» **Supplied passage**:
Official Journal of the Neurootological and Equilibriometric Society
Official Journal of the Brazil Federal District Otorhinolaryngologist Society
Original Paper Pages:175-180
Authors: Mojtaba Maleki Delarestaghi, Saleh Mohebbi, Ali Basi, Nariman Rahbar, Zahra Karbasi, Hassan Karbasi
Cisplatin, as a platinum-based chemotherapeutic medication, is applied for various types of solid tumors. Regarding the treatment of cancer cells, cisplatin is potentially accompanied with some side effects such as nephrotoxicity, neurotoxicity, and ototoxicity in spite of high efficacy of Cisplatin. The present study aimed to determine whether the use of oral sertraline can contribute to preserve hearing threshold among the patients who receive cisplatin or not. This research has done for one year, along with a 3 months course and follow-up. This is a double-blind, randomized, and placebo-controlled trial study. The study was conducted in Oncology Clinic and Audiology Department of Firoozgar University Hospital in Tehran, Iran. Among 112 patients, 79 patients who were suffering from different types of solid tumors and were candidates for receiving cisplatin for chemotherapy treatment were selected. The grade of hearing impairment and otoacoustic emission in the first day and the last stage of the study was used for data analysis. Among 112 patients, 79 patients were randomly selected to receive either sertraline (50 mg/d) as the case group, or placebo as the control group. Before and after the treatments, the patients were assessed by High-Frequency Audiometry and dpOAE tests. First, the two groups were distributed homogeneously based on sex and age. Based on Common Terminology Criteria for Adverse Events (CTCAE), the Ototoxicity Grade indicated a significantly lower grade of deficits in the Sertraline group (p<0.001), compared to that of the control group. In addition, a significant difference was observed between the two groups regarding the changes in the threshold of dpOAE (p=0.000). The daily consumption of sertraline (50 mg/d) among the adults who were candidates for chemotherapy treatment with cisplatin could result in preserving the hearing threshold significantly.
Keywords: sertraline, cisplatin, ototoxicity, otoacoustic emissions, hearing loss
sertraline, cisplatin, ototoxicity, otoacoustic emissions, hearing loss.

» **Excerpted data**:
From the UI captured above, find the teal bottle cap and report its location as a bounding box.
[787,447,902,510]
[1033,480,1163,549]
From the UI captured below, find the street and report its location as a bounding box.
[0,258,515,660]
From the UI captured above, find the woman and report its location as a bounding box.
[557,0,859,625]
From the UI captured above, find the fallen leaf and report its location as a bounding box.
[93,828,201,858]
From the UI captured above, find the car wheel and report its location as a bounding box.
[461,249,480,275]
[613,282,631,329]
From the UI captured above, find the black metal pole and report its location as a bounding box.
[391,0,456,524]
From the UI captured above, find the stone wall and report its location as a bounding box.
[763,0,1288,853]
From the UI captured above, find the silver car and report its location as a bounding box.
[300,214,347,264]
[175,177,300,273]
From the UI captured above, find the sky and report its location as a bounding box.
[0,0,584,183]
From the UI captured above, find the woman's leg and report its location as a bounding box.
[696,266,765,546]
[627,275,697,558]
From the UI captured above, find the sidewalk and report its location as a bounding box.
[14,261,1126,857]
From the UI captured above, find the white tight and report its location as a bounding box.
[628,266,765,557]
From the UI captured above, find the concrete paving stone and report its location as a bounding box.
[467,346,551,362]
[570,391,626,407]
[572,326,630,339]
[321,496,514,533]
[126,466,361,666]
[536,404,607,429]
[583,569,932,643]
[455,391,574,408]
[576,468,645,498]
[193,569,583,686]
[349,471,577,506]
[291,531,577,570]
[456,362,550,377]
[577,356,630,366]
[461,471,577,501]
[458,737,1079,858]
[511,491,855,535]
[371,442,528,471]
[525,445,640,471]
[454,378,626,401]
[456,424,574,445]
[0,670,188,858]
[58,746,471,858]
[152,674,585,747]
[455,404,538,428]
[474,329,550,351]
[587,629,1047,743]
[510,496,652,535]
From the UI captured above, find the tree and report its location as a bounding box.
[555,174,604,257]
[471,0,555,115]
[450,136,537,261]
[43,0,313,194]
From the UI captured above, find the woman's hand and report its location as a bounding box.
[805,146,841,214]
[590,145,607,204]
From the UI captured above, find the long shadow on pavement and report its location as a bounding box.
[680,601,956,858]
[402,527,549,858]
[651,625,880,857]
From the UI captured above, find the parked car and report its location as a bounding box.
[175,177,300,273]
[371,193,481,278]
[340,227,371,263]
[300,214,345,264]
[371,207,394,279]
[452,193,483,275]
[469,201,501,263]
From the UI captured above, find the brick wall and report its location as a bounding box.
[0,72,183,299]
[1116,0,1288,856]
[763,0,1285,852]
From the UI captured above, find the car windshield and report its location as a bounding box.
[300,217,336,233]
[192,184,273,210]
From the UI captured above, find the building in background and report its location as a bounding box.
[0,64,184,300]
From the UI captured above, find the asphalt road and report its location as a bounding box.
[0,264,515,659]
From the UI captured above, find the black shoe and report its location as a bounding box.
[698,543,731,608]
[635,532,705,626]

» **Work required**: Please print the passage of the sertraline and cisplatin study from "Keywords: sertraline, cisplatin, ototoxicity, otoacoustic" to "emissions, hearing loss.", word for word? These records have no connection to the sertraline and cisplatin study.

» **Result**:
Keywords: sertraline, cisplatin, ototoxicity, otoacoustic emissions, hearing loss
sertraline, cisplatin, ototoxicity, otoacoustic emissions, hearing loss.